- Supplied passage
**********

Pennsylvania Secretary of Health Dr. Rachel Levine approved a recommendation from the state medical marijuana advisory board to allow the sale of whole-plant cannabis (dry leaf and flower) for medical purposes in Pennsylvania at an April 16, 2018 Harrisburg news conference. Previously, Pennsylvania permitted only the sale of oils, extracts, pills, and tinctures. Dry leaf, which requires no processing and is easier and cheaper to produce, will be available in dispensaries later this summer, according to Dr. Levine. This new development should reduce the cost of treatment and increase access to patients who have been facing shortages since dispensaries opened in February. Pennsylvania law still forbids patients from smoking or consuming marijuana in edible form and prohibits dispensaries from selling pipes, bongs, and rolling papers, permitting the sale of dry leaf medical marijuana only for vaporization through vaporizers and other devices.
Dr. Levine also accepted the board’s recommendation to approve the use of medical marijuana to treat opioid addiction, terminal illness, neurodegenerative diseases, and dyskinetic and spastic movement disorders, expanding the list of qualifying medical conditions from 17 to 21. Pennsylvania will become the second state (following New Jersey’s lead) to permit medical marijuana to be used as a replacement therapy for opioids. The Pennsylvania Department of Health names the opioid crisis the worst public health crisis in the state, and earlier this year Governor Tom Wolf declared the opioid epidemic a statewide disaster emergency.
Another change will permit physicians who prescribe cannabis to opt out of the public registry (although they will still be required to register with the state), a decision Dr. Levine hopes will encourage more physicians to participate in the program. Some doctors have been reluctant to have their names published out of fear of federal prosecution. Although the Pennsylvania medical marijuana law has been in place since April 2016 and 29 states and Washington D.C. have legalized medical marijuana, the federal government prohibits all forms of the drug. Critics say eliminating the public registry will prevent patient access to medical marijuana.
Proponents say these new developments will reduce the costs of medical marijuana both for suppliers and patients, expand treatment options for patients (especially those suffering from opioid withdrawal), raise physician participation, and increase patient access to medical marijuana.

**********

- Information shown
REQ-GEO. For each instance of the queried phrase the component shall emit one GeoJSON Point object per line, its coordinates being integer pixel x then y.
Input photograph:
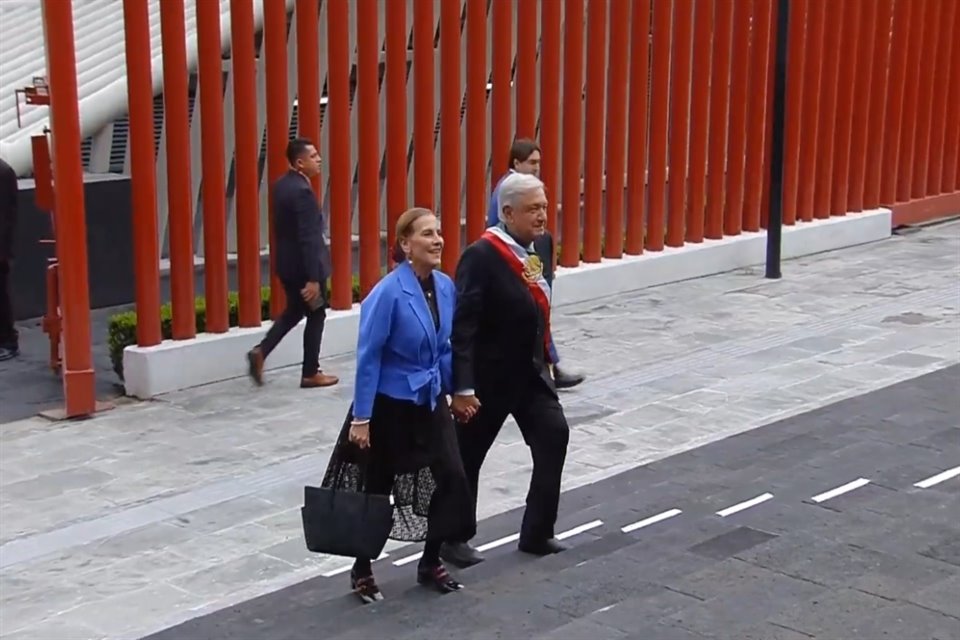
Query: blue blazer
{"type": "Point", "coordinates": [399, 352]}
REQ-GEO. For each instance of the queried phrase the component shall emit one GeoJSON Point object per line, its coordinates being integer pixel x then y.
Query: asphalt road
{"type": "Point", "coordinates": [838, 523]}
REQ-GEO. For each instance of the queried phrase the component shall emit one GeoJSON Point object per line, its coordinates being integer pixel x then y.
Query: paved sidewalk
{"type": "Point", "coordinates": [834, 524]}
{"type": "Point", "coordinates": [155, 513]}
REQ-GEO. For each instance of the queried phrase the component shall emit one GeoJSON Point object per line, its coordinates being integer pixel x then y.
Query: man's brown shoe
{"type": "Point", "coordinates": [255, 365]}
{"type": "Point", "coordinates": [319, 380]}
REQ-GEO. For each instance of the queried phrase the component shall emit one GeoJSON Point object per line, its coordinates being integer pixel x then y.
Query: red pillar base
{"type": "Point", "coordinates": [926, 209]}
{"type": "Point", "coordinates": [79, 391]}
{"type": "Point", "coordinates": [59, 415]}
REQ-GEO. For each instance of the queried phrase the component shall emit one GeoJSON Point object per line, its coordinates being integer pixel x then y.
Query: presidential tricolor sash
{"type": "Point", "coordinates": [529, 268]}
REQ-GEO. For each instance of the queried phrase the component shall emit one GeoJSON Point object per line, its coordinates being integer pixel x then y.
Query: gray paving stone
{"type": "Point", "coordinates": [837, 325]}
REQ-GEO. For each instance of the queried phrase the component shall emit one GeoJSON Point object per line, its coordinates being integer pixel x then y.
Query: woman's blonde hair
{"type": "Point", "coordinates": [405, 229]}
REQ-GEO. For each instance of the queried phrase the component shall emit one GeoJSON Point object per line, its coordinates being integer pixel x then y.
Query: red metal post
{"type": "Point", "coordinates": [863, 77]}
{"type": "Point", "coordinates": [719, 103]}
{"type": "Point", "coordinates": [179, 191]}
{"type": "Point", "coordinates": [659, 124]}
{"type": "Point", "coordinates": [796, 68]}
{"type": "Point", "coordinates": [146, 255]}
{"type": "Point", "coordinates": [927, 73]}
{"type": "Point", "coordinates": [368, 137]}
{"type": "Point", "coordinates": [501, 132]}
{"type": "Point", "coordinates": [679, 121]}
{"type": "Point", "coordinates": [549, 104]}
{"type": "Point", "coordinates": [699, 119]}
{"type": "Point", "coordinates": [214, 179]}
{"type": "Point", "coordinates": [950, 179]}
{"type": "Point", "coordinates": [757, 114]}
{"type": "Point", "coordinates": [827, 125]}
{"type": "Point", "coordinates": [911, 101]}
{"type": "Point", "coordinates": [476, 118]}
{"type": "Point", "coordinates": [338, 114]}
{"type": "Point", "coordinates": [739, 94]}
{"type": "Point", "coordinates": [278, 126]}
{"type": "Point", "coordinates": [398, 146]}
{"type": "Point", "coordinates": [943, 81]}
{"type": "Point", "coordinates": [526, 83]}
{"type": "Point", "coordinates": [450, 100]}
{"type": "Point", "coordinates": [71, 227]}
{"type": "Point", "coordinates": [902, 17]}
{"type": "Point", "coordinates": [878, 102]}
{"type": "Point", "coordinates": [845, 100]}
{"type": "Point", "coordinates": [247, 143]}
{"type": "Point", "coordinates": [637, 125]}
{"type": "Point", "coordinates": [308, 74]}
{"type": "Point", "coordinates": [616, 125]}
{"type": "Point", "coordinates": [572, 121]}
{"type": "Point", "coordinates": [593, 131]}
{"type": "Point", "coordinates": [424, 105]}
{"type": "Point", "coordinates": [813, 71]}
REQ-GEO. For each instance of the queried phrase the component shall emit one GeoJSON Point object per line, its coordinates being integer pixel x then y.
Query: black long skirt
{"type": "Point", "coordinates": [414, 455]}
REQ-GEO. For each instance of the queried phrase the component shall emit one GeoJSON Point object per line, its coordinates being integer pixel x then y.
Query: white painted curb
{"type": "Point", "coordinates": [173, 365]}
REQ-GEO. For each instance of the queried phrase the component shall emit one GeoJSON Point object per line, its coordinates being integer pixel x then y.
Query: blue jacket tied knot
{"type": "Point", "coordinates": [400, 351]}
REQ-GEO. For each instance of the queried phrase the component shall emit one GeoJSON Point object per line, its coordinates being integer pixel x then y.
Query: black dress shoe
{"type": "Point", "coordinates": [460, 554]}
{"type": "Point", "coordinates": [566, 380]}
{"type": "Point", "coordinates": [436, 576]}
{"type": "Point", "coordinates": [542, 548]}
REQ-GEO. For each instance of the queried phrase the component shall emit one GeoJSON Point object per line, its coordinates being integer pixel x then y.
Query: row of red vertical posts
{"type": "Point", "coordinates": [869, 115]}
{"type": "Point", "coordinates": [681, 157]}
{"type": "Point", "coordinates": [70, 216]}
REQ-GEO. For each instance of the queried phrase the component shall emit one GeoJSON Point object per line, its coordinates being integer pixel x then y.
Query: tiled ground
{"type": "Point", "coordinates": [172, 508]}
{"type": "Point", "coordinates": [818, 558]}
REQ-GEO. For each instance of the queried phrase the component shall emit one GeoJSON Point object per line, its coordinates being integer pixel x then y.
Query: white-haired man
{"type": "Point", "coordinates": [501, 332]}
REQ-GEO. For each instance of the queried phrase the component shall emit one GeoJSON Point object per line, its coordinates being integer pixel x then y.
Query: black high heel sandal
{"type": "Point", "coordinates": [365, 587]}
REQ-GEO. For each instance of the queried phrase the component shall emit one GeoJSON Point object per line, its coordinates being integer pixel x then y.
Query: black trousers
{"type": "Point", "coordinates": [544, 428]}
{"type": "Point", "coordinates": [312, 334]}
{"type": "Point", "coordinates": [8, 332]}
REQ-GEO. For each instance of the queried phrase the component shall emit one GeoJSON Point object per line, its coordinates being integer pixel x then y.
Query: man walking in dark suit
{"type": "Point", "coordinates": [525, 158]}
{"type": "Point", "coordinates": [303, 263]}
{"type": "Point", "coordinates": [501, 332]}
{"type": "Point", "coordinates": [9, 339]}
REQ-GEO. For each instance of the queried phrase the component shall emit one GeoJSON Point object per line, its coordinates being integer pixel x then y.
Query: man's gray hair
{"type": "Point", "coordinates": [513, 187]}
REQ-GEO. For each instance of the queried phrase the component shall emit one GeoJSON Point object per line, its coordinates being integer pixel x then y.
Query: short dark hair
{"type": "Point", "coordinates": [521, 150]}
{"type": "Point", "coordinates": [297, 148]}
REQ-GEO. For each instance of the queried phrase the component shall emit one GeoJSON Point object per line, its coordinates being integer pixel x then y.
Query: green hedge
{"type": "Point", "coordinates": [122, 327]}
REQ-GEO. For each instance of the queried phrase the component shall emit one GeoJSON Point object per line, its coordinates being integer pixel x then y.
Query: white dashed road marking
{"type": "Point", "coordinates": [578, 530]}
{"type": "Point", "coordinates": [937, 479]}
{"type": "Point", "coordinates": [513, 537]}
{"type": "Point", "coordinates": [752, 502]}
{"type": "Point", "coordinates": [839, 491]}
{"type": "Point", "coordinates": [853, 485]}
{"type": "Point", "coordinates": [660, 517]}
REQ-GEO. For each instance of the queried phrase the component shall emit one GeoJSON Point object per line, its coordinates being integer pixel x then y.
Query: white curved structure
{"type": "Point", "coordinates": [101, 64]}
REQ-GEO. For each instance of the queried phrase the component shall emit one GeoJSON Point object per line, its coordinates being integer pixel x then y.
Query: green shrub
{"type": "Point", "coordinates": [122, 327]}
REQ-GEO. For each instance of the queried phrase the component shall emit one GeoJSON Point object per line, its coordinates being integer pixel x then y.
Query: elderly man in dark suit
{"type": "Point", "coordinates": [9, 339]}
{"type": "Point", "coordinates": [500, 342]}
{"type": "Point", "coordinates": [303, 261]}
{"type": "Point", "coordinates": [525, 158]}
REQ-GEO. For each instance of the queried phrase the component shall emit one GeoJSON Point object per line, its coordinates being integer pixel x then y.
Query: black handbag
{"type": "Point", "coordinates": [346, 523]}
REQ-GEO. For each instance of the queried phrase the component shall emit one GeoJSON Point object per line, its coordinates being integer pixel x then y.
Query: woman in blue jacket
{"type": "Point", "coordinates": [400, 419]}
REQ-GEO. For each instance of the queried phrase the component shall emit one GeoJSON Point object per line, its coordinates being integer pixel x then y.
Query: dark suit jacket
{"type": "Point", "coordinates": [547, 251]}
{"type": "Point", "coordinates": [8, 210]}
{"type": "Point", "coordinates": [302, 254]}
{"type": "Point", "coordinates": [497, 338]}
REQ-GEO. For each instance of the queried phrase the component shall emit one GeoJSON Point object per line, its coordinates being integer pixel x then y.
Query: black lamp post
{"type": "Point", "coordinates": [775, 222]}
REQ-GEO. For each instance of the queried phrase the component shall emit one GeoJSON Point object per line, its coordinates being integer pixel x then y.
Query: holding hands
{"type": "Point", "coordinates": [464, 408]}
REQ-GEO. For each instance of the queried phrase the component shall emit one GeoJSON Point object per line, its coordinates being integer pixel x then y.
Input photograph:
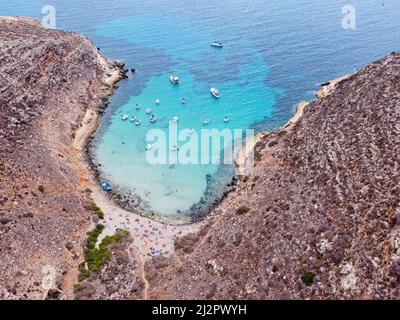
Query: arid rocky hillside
{"type": "Point", "coordinates": [48, 79]}
{"type": "Point", "coordinates": [321, 216]}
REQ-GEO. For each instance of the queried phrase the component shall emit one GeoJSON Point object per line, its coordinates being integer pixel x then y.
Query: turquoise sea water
{"type": "Point", "coordinates": [275, 55]}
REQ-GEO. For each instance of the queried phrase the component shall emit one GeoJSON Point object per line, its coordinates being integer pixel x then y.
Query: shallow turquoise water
{"type": "Point", "coordinates": [237, 70]}
{"type": "Point", "coordinates": [275, 55]}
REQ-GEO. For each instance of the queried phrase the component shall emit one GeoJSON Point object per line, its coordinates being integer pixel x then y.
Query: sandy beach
{"type": "Point", "coordinates": [151, 236]}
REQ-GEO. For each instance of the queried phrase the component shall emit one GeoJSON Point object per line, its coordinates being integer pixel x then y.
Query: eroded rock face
{"type": "Point", "coordinates": [324, 206]}
{"type": "Point", "coordinates": [47, 81]}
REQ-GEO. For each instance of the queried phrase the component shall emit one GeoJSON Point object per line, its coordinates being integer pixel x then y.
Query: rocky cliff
{"type": "Point", "coordinates": [48, 80]}
{"type": "Point", "coordinates": [321, 216]}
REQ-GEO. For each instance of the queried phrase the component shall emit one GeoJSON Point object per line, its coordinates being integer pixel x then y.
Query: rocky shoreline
{"type": "Point", "coordinates": [319, 219]}
{"type": "Point", "coordinates": [43, 185]}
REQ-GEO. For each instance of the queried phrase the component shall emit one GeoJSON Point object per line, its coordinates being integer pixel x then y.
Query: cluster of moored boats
{"type": "Point", "coordinates": [175, 81]}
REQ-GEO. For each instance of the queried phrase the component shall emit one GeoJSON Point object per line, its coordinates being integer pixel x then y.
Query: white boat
{"type": "Point", "coordinates": [174, 119]}
{"type": "Point", "coordinates": [215, 93]}
{"type": "Point", "coordinates": [216, 44]}
{"type": "Point", "coordinates": [174, 79]}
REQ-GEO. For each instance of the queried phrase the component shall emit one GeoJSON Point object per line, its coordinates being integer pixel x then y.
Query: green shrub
{"type": "Point", "coordinates": [242, 210]}
{"type": "Point", "coordinates": [96, 258]}
{"type": "Point", "coordinates": [96, 210]}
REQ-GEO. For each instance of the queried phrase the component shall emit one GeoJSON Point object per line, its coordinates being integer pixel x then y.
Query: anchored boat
{"type": "Point", "coordinates": [174, 79]}
{"type": "Point", "coordinates": [105, 186]}
{"type": "Point", "coordinates": [215, 93]}
{"type": "Point", "coordinates": [153, 118]}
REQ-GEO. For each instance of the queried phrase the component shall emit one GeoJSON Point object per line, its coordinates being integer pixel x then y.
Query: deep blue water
{"type": "Point", "coordinates": [276, 53]}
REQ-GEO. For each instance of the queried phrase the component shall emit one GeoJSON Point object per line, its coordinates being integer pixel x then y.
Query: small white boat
{"type": "Point", "coordinates": [216, 44]}
{"type": "Point", "coordinates": [174, 79]}
{"type": "Point", "coordinates": [215, 93]}
{"type": "Point", "coordinates": [174, 119]}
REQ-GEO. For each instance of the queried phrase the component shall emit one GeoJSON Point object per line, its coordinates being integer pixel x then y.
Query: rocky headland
{"type": "Point", "coordinates": [49, 80]}
{"type": "Point", "coordinates": [320, 217]}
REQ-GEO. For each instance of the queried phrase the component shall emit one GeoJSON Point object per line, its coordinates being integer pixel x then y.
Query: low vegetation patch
{"type": "Point", "coordinates": [242, 210]}
{"type": "Point", "coordinates": [96, 210]}
{"type": "Point", "coordinates": [96, 258]}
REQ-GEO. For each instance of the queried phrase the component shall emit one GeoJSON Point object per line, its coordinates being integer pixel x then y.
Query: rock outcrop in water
{"type": "Point", "coordinates": [321, 216]}
{"type": "Point", "coordinates": [48, 79]}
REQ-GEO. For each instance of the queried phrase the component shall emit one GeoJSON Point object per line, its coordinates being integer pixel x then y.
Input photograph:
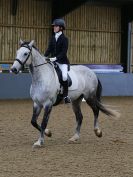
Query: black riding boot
{"type": "Point", "coordinates": [65, 92]}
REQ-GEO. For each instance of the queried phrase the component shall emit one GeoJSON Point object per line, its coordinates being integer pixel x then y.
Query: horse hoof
{"type": "Point", "coordinates": [98, 133]}
{"type": "Point", "coordinates": [74, 139]}
{"type": "Point", "coordinates": [38, 144]}
{"type": "Point", "coordinates": [48, 133]}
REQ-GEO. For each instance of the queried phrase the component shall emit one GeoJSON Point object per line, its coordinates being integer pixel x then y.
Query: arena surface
{"type": "Point", "coordinates": [109, 156]}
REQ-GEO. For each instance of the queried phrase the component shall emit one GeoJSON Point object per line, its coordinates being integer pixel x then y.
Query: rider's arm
{"type": "Point", "coordinates": [64, 49]}
{"type": "Point", "coordinates": [49, 49]}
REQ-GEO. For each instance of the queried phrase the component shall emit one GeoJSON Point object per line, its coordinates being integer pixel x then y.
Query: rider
{"type": "Point", "coordinates": [58, 46]}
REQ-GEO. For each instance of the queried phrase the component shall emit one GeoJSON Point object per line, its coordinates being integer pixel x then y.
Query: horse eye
{"type": "Point", "coordinates": [25, 54]}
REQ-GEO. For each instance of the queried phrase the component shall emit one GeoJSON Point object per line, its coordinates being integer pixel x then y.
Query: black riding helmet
{"type": "Point", "coordinates": [59, 22]}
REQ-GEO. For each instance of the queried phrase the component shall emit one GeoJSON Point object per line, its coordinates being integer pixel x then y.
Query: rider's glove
{"type": "Point", "coordinates": [47, 59]}
{"type": "Point", "coordinates": [53, 59]}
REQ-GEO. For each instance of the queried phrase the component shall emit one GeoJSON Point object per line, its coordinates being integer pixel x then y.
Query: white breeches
{"type": "Point", "coordinates": [64, 69]}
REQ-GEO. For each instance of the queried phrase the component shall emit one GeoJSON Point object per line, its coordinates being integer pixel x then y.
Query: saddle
{"type": "Point", "coordinates": [59, 74]}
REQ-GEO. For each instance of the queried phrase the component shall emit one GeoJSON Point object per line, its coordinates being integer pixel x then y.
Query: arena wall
{"type": "Point", "coordinates": [18, 86]}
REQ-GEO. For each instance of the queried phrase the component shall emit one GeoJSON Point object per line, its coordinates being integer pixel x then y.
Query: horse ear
{"type": "Point", "coordinates": [21, 42]}
{"type": "Point", "coordinates": [31, 43]}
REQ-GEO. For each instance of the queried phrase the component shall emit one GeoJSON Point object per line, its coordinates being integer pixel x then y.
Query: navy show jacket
{"type": "Point", "coordinates": [58, 49]}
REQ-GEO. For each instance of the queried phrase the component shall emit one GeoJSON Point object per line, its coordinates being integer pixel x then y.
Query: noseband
{"type": "Point", "coordinates": [22, 64]}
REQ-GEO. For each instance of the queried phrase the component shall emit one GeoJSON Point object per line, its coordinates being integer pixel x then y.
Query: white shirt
{"type": "Point", "coordinates": [57, 35]}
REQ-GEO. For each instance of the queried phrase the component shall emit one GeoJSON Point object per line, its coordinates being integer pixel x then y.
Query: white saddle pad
{"type": "Point", "coordinates": [74, 79]}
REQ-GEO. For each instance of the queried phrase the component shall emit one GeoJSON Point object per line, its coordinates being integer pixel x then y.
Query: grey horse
{"type": "Point", "coordinates": [45, 88]}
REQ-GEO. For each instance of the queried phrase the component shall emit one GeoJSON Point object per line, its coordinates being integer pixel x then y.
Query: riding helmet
{"type": "Point", "coordinates": [59, 22]}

**********

- Tasks to perform
#1 Summarize the article on Pennsylvania's medical marijuana changes in two sentences.
#2 List every medical condition the article on Pennsylvania's medical marijuana changes says was newly approved for treatment.

- Task responses
#1 In April 2018, Pennsylvania Secretary of Health Dr. Rachel Levine approved advisory board recommendations allowing the sale of dry leaf and flower cannabis, for vaporization only. She also added four qualifying conditions, including opioid addiction, bringing the total from 17 to 21, and let prescribing physicians opt out of the public registry to encourage more of them to take part, though critics say this will prevent patient access.

#2
- Opioid addiction
- Terminal illness
- Neurodegenerative diseases
- Dyskinetic and spastic movement disorders